Extract each line of the records below that contains the word "brown", reproducing every such line in full and in its original order.

- [SUPPLIED MATERIAL]:
▬▬▬

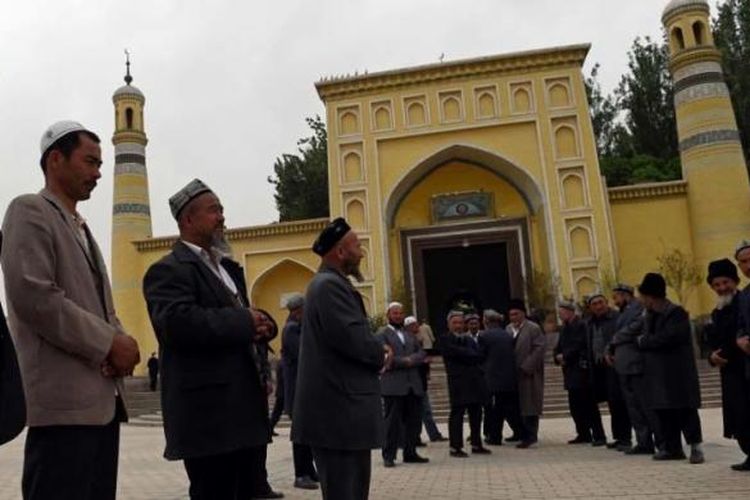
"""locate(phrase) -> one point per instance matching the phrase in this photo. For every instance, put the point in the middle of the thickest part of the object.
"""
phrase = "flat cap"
(58, 130)
(181, 198)
(333, 232)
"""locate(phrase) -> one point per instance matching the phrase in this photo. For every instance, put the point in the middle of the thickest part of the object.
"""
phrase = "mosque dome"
(678, 4)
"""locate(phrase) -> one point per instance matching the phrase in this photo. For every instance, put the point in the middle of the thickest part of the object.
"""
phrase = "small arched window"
(698, 33)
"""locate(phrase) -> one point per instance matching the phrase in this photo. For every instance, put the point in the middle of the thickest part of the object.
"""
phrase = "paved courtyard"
(552, 470)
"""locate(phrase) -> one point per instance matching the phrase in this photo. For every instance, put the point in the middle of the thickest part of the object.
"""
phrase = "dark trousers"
(530, 428)
(503, 407)
(677, 422)
(401, 412)
(344, 474)
(303, 461)
(278, 404)
(618, 410)
(585, 413)
(229, 476)
(456, 425)
(72, 462)
(644, 421)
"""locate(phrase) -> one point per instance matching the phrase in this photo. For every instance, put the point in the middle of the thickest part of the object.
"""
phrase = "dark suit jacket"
(671, 377)
(463, 367)
(337, 404)
(500, 360)
(573, 346)
(402, 377)
(212, 395)
(290, 342)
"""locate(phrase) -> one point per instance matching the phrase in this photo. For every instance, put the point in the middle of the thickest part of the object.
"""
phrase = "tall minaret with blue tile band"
(131, 212)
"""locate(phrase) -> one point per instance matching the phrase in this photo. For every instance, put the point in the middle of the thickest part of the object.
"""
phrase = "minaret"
(131, 214)
(713, 162)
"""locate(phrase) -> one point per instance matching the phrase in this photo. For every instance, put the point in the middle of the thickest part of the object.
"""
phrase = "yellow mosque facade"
(466, 179)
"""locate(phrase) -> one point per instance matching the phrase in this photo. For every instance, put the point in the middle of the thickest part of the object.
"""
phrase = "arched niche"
(451, 109)
(574, 191)
(559, 96)
(353, 171)
(356, 214)
(566, 142)
(504, 168)
(382, 118)
(349, 123)
(486, 105)
(416, 114)
(580, 243)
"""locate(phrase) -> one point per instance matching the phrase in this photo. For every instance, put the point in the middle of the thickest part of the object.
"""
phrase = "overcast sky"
(229, 83)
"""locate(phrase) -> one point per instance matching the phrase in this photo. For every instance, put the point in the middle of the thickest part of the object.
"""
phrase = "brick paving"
(552, 470)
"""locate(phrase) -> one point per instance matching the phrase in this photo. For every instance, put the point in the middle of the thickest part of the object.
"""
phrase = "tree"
(301, 180)
(731, 30)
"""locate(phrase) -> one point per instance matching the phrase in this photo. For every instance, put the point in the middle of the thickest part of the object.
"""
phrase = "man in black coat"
(305, 475)
(602, 326)
(501, 377)
(728, 357)
(670, 375)
(467, 390)
(402, 388)
(623, 353)
(337, 406)
(571, 353)
(213, 392)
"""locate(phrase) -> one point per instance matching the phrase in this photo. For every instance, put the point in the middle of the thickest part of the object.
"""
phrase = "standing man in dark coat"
(571, 353)
(402, 389)
(671, 377)
(305, 475)
(337, 406)
(213, 388)
(500, 375)
(728, 357)
(602, 326)
(530, 344)
(623, 353)
(467, 390)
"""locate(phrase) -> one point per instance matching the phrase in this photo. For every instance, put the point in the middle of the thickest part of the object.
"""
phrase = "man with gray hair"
(502, 380)
(401, 387)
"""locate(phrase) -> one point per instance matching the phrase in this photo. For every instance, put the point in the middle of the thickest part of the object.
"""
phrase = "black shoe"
(416, 459)
(639, 450)
(306, 483)
(744, 466)
(269, 494)
(669, 455)
(579, 440)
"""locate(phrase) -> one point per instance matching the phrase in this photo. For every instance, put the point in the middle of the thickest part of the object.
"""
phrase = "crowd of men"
(346, 390)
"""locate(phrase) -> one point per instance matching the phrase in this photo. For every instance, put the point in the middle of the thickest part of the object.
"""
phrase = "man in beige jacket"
(72, 349)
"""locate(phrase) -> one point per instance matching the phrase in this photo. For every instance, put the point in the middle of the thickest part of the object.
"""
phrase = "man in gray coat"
(72, 349)
(623, 353)
(529, 344)
(402, 388)
(337, 406)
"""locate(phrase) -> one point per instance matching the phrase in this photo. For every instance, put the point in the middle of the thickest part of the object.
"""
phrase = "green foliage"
(301, 180)
(731, 30)
(680, 272)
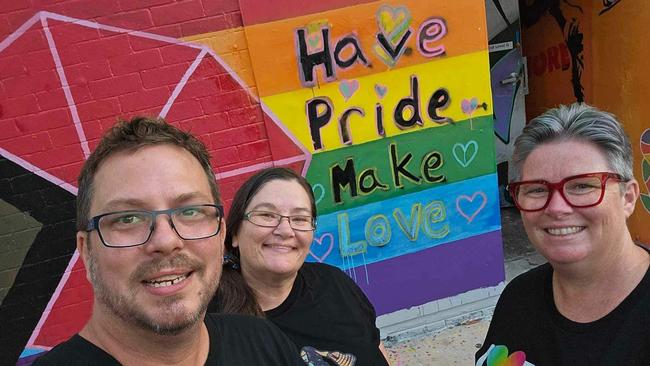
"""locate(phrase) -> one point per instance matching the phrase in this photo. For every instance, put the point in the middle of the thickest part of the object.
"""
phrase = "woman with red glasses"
(590, 304)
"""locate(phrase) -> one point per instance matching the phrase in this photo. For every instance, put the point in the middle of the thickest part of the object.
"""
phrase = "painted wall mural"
(385, 107)
(557, 45)
(393, 101)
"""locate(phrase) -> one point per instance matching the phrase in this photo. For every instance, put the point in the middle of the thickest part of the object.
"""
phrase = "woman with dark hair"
(270, 227)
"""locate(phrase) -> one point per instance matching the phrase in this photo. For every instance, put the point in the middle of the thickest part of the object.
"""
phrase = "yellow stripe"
(465, 77)
(274, 51)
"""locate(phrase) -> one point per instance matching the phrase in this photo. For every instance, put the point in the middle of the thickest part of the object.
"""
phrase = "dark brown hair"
(130, 136)
(234, 295)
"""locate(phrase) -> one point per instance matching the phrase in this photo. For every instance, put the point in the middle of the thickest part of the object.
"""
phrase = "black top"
(328, 317)
(527, 326)
(234, 340)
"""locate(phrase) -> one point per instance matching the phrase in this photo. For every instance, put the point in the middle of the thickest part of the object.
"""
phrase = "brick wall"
(68, 71)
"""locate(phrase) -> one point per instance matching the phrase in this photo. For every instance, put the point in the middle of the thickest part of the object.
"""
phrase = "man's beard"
(124, 305)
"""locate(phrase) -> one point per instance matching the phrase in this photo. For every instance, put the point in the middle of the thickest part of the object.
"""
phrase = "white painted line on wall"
(66, 89)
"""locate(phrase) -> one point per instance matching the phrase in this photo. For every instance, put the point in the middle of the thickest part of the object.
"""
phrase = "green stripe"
(374, 158)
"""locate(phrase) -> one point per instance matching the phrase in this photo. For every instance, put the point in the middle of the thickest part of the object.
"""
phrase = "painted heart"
(465, 153)
(383, 55)
(393, 22)
(319, 244)
(469, 106)
(469, 207)
(499, 357)
(348, 88)
(318, 196)
(380, 90)
(315, 41)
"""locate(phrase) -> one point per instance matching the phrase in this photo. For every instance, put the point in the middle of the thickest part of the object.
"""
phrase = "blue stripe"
(408, 223)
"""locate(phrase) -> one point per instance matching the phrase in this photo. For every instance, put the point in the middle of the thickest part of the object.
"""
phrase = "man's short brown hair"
(130, 136)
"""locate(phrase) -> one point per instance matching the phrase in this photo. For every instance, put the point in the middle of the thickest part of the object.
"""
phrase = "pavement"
(457, 345)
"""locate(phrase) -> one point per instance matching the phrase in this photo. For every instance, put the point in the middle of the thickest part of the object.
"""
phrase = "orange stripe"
(273, 45)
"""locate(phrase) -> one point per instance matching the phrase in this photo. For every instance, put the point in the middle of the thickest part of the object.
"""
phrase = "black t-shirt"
(329, 318)
(527, 326)
(234, 340)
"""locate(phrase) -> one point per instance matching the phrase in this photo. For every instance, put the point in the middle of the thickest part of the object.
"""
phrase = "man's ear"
(83, 249)
(630, 197)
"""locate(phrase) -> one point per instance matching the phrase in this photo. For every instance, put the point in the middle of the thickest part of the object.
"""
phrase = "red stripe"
(256, 12)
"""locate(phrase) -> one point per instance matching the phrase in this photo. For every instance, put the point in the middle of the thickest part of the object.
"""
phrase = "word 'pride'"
(315, 50)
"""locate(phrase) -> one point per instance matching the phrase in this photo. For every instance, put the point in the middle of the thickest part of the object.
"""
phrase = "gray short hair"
(580, 122)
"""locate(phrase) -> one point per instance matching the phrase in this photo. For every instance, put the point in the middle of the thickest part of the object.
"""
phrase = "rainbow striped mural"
(393, 102)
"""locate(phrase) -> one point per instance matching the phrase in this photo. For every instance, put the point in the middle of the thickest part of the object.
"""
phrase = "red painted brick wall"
(68, 71)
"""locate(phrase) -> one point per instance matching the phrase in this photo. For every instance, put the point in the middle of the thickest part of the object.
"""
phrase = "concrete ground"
(457, 345)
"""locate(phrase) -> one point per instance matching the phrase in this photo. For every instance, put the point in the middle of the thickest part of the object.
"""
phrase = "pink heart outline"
(348, 88)
(471, 217)
(319, 241)
(381, 90)
(469, 106)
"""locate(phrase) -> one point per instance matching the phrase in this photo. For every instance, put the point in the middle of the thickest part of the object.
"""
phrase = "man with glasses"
(150, 233)
(590, 304)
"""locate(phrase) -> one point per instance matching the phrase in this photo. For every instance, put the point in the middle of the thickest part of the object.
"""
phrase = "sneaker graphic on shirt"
(314, 357)
(498, 356)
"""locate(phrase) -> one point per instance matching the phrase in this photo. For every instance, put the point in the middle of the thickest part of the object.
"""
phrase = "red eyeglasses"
(583, 190)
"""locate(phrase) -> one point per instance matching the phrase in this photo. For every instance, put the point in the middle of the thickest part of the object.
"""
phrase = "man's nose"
(164, 238)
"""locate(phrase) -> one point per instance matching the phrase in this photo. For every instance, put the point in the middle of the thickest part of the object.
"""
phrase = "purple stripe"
(435, 273)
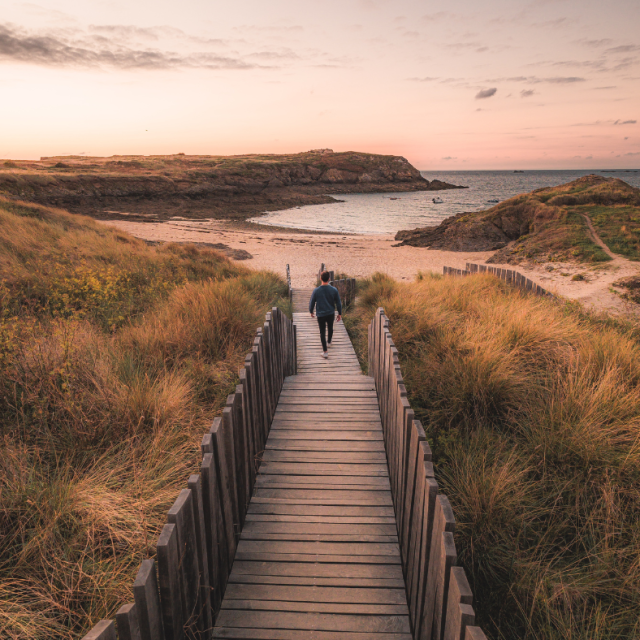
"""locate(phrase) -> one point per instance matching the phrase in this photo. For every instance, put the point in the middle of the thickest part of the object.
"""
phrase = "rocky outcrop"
(203, 186)
(540, 223)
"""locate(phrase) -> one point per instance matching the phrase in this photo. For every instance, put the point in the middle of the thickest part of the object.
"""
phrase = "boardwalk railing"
(289, 284)
(438, 592)
(178, 594)
(508, 275)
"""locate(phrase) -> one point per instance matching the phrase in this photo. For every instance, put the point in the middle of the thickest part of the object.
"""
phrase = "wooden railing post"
(438, 594)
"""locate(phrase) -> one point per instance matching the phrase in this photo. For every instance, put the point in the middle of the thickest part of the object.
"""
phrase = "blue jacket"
(324, 299)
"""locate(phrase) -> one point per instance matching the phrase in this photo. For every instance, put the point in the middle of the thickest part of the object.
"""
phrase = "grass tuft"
(114, 358)
(533, 413)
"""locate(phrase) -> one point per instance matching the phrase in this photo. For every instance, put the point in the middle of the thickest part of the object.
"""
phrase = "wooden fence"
(178, 594)
(438, 592)
(508, 275)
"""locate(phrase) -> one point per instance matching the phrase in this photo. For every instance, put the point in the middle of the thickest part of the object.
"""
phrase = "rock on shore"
(205, 186)
(546, 223)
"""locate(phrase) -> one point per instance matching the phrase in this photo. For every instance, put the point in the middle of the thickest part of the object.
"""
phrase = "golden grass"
(532, 409)
(114, 358)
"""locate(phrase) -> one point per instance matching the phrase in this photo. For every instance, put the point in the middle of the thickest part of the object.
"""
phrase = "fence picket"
(169, 578)
(127, 623)
(147, 599)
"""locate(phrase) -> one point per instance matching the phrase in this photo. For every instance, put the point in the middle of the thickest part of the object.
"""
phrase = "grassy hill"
(546, 225)
(159, 187)
(114, 357)
(533, 414)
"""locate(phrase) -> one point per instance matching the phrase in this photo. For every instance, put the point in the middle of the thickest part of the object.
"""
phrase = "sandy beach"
(362, 255)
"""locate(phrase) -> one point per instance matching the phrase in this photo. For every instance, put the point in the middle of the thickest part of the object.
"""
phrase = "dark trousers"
(325, 321)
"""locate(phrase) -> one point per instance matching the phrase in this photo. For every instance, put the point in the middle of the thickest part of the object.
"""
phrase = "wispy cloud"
(625, 48)
(486, 93)
(84, 50)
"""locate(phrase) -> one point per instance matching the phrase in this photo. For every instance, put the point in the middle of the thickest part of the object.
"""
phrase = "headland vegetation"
(229, 187)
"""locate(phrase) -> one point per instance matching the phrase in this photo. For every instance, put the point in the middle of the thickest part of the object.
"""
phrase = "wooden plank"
(225, 490)
(316, 607)
(322, 510)
(331, 496)
(316, 528)
(320, 548)
(147, 599)
(360, 436)
(314, 594)
(214, 528)
(248, 427)
(460, 613)
(127, 623)
(416, 435)
(343, 519)
(328, 570)
(437, 576)
(204, 597)
(325, 456)
(333, 581)
(316, 621)
(104, 630)
(422, 551)
(225, 435)
(169, 578)
(181, 515)
(292, 634)
(285, 444)
(320, 469)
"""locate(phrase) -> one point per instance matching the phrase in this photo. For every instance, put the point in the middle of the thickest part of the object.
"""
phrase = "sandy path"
(362, 255)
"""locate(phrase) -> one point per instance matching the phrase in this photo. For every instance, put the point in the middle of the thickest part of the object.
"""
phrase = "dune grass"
(532, 409)
(114, 358)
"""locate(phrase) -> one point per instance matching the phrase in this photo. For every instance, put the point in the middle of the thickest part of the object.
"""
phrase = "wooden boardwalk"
(318, 557)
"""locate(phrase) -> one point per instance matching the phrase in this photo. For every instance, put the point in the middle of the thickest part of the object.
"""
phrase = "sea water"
(389, 212)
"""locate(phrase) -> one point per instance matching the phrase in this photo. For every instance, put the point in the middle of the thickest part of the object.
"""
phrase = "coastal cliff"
(545, 225)
(205, 186)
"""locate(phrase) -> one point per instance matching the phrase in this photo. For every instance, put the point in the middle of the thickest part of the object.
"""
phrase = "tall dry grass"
(114, 358)
(533, 412)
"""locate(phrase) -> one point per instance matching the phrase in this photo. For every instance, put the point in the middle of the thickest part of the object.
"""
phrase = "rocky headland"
(550, 224)
(160, 187)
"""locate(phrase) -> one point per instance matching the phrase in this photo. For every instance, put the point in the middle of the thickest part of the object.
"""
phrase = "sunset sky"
(458, 85)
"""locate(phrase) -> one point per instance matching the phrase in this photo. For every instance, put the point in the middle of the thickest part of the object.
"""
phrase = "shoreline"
(361, 255)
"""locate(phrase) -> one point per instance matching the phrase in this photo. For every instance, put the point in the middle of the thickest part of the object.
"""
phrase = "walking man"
(325, 299)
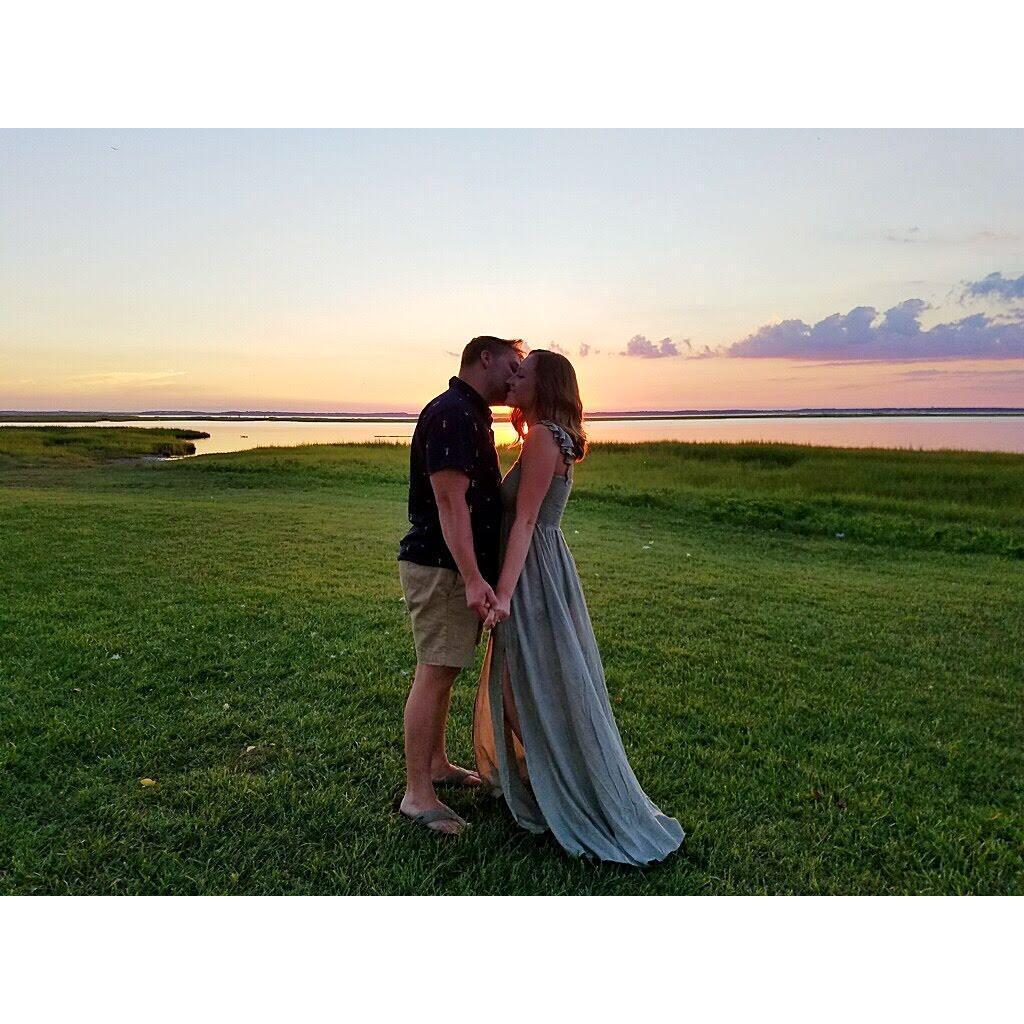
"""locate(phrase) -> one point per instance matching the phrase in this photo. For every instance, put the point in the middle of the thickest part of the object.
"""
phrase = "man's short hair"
(472, 352)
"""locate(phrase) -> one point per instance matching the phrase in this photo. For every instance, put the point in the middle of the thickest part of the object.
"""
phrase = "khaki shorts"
(444, 631)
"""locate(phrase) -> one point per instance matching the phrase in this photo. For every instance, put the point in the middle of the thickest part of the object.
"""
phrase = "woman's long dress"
(569, 773)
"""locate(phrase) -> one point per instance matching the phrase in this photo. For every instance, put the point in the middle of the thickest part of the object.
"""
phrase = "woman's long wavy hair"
(557, 398)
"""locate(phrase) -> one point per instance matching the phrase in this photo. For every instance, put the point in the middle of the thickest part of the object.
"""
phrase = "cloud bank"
(997, 287)
(896, 334)
(644, 348)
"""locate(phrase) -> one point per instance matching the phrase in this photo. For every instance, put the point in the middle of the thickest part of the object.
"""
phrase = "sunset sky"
(332, 270)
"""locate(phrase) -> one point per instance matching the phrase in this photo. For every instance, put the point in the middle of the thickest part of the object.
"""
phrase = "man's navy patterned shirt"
(455, 431)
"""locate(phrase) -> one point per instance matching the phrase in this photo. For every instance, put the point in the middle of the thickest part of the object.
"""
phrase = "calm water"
(982, 433)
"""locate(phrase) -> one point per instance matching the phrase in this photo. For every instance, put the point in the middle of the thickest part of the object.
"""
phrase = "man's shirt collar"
(473, 395)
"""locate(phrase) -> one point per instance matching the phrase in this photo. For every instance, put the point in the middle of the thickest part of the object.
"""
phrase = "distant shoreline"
(13, 416)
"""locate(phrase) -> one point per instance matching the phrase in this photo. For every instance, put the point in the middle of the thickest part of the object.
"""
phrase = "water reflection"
(987, 433)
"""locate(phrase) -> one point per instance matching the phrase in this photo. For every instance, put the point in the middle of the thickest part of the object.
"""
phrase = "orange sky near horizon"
(608, 382)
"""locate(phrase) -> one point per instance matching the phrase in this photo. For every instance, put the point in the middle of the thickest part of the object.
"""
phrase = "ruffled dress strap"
(565, 442)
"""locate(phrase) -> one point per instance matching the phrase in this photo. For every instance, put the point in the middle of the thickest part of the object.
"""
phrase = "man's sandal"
(427, 818)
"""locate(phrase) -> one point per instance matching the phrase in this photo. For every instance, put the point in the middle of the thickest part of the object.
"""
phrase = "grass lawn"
(814, 655)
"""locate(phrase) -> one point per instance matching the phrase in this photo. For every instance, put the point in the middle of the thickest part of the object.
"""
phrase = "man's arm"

▬▬▬

- [CORRECT RESPONSE]:
phrase = "dark brown hair"
phrase = "man's short brown hair"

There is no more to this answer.